§ **所给文本**
════════════════

自然的解放:马克思共产主义一个不可或缺的维度
2014-04-10王晶雄
王晶雄
(南京政治学院上海校区,上海 200433)
众所周知,马克思主义是关于人的自由和解放的理论。具体来说,是关于全世界被压迫民族和被压迫人民解放的理论。这一看法一语中的,抓住了马克思主义的核心价值取向,也凸显了以变革世界为己任的马克思主义的基本功能。然而,人的解放仅仅是马克思主义的一个重要维度,马克思主义同时还蕴含着自然解放的重要价值追求。在建设美丽中国、加快推进社会主义生态文明建设的今天,学习和研究马克思主义关于自然解放的思想,无疑具有重要的意义。
一
毋庸置疑,“共产主义”是马克思主义整个理论的核心概念。然而,“共产主义”在马克思的语境中具有不同的内涵,具体说来大致有三方面。
一是作为“思想”“学说”“理论”的共产主义。具体来说,共产主义是反映人类社会发展基本规律、基本趋势的科学理论,是反映无产阶级整体利益的意识形态。“要消灭私有财产的思想,有共产主义思想就完全够了。”[1]140这里的“共产主义思想”显然是针对“私有财产思想”的。在马克思看来,共产主义是对私有制的积极扬弃,因而,共产主义思想是对私有财产思想的积极扬弃。在马克思所生活的资本主义社会,私有制成为雇佣劳动制度的基础,成为广大无产阶级受剥削、受压迫的主要根源,由此决定了“共产主义思想”是对“私有财产思想”的超越,因而共产主义思想成为无产阶级解放运动的理论指南。所以恩格斯明确指出:“共产主义是关于无产阶级解放的条件的学说。”[2]230
作为“思想”“学说”“理论”的共产主义,是马克思主义的核心理论。这是因为这一理论是对圣西门、傅立叶、欧文等空想社会主义理论的批判和超越。空想社会主义虽然也对资本主义社会进行了一定程度的批判,但是这种批判有别于马克思的科学社会主义。一方面,空想社会主义对资本主义的批判主要是从“情”出发的道德批判。马克思虽然也认为资本主义社会是一个不人道的社会,是一个不合“情”的社会,但更为重要的是,马克思认为资本主义社会是一个充满各种矛盾的不合“理”的社会,是一个不符合社会发展基本规律的社会。所以,社会主义、共产主义必然代替资本主义,这是不以人的意志为转移的客观规律。另一方面,空想社会主义以唯心史观为基础,从抽象的人性出发对资本主义进行批判,而马克思的共产主义理论则以唯物史观为基础,强调物质资料的生产方式是人类社会存在和发展的现实基础,是从社会基本矛盾的角度批判资本主义社会。

════════════════

§ **所示材料**
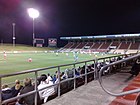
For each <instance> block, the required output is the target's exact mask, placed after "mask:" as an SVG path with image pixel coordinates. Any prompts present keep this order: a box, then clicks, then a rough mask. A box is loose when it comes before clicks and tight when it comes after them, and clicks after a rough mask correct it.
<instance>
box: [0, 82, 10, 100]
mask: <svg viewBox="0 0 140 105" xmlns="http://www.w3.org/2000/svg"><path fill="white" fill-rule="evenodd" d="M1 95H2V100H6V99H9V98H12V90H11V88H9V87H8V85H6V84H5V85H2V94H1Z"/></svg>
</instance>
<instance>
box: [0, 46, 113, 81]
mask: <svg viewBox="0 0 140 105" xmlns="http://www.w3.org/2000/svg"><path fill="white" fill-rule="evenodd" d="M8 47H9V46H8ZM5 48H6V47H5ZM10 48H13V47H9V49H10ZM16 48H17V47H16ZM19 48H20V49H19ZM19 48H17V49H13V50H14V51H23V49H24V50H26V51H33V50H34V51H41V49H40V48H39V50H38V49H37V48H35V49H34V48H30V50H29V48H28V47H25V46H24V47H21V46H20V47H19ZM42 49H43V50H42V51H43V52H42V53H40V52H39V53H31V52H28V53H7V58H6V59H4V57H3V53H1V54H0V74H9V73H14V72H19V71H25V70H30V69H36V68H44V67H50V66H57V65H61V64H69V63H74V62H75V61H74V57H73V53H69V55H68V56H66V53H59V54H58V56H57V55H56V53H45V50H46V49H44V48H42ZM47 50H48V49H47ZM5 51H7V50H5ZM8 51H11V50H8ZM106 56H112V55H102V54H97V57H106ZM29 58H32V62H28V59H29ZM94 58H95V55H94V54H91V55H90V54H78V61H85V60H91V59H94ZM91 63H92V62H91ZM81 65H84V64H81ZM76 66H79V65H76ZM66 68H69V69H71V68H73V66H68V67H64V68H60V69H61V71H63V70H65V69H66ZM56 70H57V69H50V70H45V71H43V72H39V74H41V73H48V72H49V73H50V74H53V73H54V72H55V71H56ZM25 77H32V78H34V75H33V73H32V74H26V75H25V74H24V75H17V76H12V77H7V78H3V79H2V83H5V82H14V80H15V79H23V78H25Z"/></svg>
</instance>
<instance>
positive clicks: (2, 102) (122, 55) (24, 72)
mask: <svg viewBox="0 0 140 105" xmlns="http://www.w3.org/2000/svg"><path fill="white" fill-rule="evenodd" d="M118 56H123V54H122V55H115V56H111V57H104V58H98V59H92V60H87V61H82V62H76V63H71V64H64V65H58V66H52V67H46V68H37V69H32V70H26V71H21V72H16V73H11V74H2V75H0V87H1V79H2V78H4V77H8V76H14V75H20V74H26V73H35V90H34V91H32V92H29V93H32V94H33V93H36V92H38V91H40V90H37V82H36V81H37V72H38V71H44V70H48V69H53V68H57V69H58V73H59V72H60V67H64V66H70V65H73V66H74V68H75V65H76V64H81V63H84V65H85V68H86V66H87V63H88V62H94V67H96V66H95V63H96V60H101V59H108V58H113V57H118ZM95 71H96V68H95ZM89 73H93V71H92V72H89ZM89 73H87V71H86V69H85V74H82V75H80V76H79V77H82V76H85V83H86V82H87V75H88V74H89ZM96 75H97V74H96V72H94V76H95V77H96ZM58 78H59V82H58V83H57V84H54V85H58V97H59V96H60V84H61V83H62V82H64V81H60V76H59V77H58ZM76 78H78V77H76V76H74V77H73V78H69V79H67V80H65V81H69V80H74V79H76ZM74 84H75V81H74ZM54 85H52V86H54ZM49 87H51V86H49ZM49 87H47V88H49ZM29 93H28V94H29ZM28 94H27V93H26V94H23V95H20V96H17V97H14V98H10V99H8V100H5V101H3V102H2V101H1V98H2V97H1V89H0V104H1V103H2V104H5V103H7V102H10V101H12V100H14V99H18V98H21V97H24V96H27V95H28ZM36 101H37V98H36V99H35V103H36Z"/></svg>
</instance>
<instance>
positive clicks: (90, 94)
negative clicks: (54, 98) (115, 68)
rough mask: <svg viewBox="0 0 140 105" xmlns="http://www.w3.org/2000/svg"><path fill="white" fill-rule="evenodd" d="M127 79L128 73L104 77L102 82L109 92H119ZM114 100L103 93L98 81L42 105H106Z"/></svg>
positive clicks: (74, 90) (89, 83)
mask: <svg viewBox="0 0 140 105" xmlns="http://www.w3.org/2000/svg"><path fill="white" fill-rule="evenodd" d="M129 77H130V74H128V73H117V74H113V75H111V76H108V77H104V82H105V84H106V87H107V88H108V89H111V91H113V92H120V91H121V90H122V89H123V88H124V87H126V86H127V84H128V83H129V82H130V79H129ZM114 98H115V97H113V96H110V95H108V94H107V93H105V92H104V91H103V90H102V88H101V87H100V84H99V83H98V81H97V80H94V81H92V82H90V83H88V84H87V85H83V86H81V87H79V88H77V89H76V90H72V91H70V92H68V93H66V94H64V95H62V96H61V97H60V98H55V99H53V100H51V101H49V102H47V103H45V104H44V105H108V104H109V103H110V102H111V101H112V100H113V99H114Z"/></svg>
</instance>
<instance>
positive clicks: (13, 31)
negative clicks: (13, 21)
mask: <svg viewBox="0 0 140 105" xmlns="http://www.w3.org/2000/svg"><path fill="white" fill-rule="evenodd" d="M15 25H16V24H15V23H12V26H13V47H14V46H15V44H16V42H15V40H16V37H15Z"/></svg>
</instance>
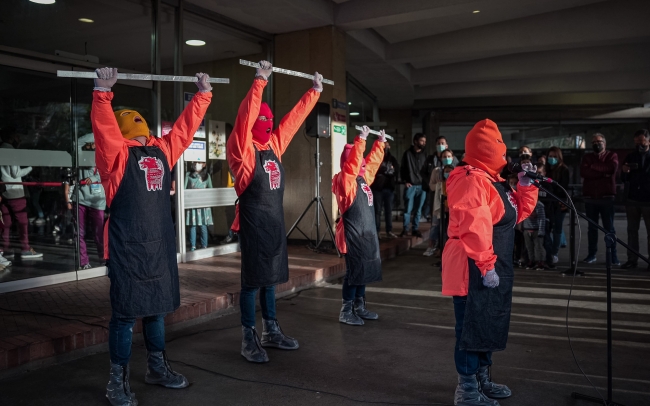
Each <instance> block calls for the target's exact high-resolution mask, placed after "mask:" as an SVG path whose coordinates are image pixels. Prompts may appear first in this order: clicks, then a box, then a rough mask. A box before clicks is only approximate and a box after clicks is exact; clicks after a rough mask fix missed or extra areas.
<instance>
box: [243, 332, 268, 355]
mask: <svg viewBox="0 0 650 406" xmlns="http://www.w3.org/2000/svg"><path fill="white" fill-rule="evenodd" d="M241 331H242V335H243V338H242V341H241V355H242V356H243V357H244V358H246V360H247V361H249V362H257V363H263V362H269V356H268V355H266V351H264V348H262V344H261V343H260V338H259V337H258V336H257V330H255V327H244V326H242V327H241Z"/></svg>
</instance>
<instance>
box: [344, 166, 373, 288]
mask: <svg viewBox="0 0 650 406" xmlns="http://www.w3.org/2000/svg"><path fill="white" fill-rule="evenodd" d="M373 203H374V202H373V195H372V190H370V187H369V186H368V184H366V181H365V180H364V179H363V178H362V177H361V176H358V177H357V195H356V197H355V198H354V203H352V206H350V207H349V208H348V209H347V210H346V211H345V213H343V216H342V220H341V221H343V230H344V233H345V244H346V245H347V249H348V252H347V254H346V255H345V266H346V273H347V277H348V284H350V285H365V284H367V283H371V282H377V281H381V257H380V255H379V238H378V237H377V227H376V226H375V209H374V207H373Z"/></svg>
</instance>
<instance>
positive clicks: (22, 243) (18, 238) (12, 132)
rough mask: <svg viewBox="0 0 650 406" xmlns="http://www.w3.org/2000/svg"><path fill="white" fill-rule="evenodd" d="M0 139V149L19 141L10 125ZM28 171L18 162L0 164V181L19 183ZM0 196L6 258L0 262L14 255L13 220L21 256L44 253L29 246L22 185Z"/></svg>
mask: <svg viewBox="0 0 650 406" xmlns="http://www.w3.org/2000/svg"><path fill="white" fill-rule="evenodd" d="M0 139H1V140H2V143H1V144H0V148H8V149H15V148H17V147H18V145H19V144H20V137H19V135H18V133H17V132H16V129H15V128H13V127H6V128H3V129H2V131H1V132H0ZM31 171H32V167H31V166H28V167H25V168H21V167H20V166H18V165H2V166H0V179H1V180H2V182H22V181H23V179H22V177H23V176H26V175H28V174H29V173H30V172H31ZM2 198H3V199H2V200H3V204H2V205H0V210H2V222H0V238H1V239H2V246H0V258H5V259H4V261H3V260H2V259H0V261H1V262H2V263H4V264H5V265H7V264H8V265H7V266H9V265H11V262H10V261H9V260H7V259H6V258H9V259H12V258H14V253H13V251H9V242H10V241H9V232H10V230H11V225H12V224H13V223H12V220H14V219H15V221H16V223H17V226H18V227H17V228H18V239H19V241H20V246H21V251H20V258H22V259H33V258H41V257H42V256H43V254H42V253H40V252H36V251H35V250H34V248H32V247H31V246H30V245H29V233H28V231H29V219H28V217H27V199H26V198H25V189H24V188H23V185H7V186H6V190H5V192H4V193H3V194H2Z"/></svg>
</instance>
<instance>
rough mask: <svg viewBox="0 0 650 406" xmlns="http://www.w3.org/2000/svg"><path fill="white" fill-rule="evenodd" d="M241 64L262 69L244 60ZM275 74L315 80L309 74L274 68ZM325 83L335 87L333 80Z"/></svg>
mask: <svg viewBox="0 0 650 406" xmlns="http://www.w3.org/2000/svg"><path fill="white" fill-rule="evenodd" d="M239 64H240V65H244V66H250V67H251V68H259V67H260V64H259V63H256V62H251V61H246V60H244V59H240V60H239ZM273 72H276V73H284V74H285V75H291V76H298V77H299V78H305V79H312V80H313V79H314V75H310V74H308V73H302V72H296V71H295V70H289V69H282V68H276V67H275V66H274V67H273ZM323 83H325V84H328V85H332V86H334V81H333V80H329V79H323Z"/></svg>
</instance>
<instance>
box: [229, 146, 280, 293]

════════════════

§ **任务列表**
a: 所给文本中,恩格斯如何界定共产主义?
b: 请输出所给文本中的一段,从“众所周知,马克思主义是关于人”开始,到“的思想,无疑具有重要的意义。”结束,一字不改。

§ **逐题答案**
a: 共产主义是关于无产阶级解放的条件的学说。

b:
众所周知,马克思主义是关于人的自由和解放的理论。具体来说,是关于全世界被压迫民族和被压迫人民解放的理论。这一看法一语中的,抓住了马克思主义的核心价值取向,也凸显了以变革世界为己任的马克思主义的基本功能。然而,人的解放仅仅是马克思主义的一个重要维度,马克思主义同时还蕴含着自然解放的重要价值追求。在建设美丽中国、加快推进社会主义生态文明建设的今天,学习和研究马克思主义关于自然解放的思想,无疑具有重要的意义。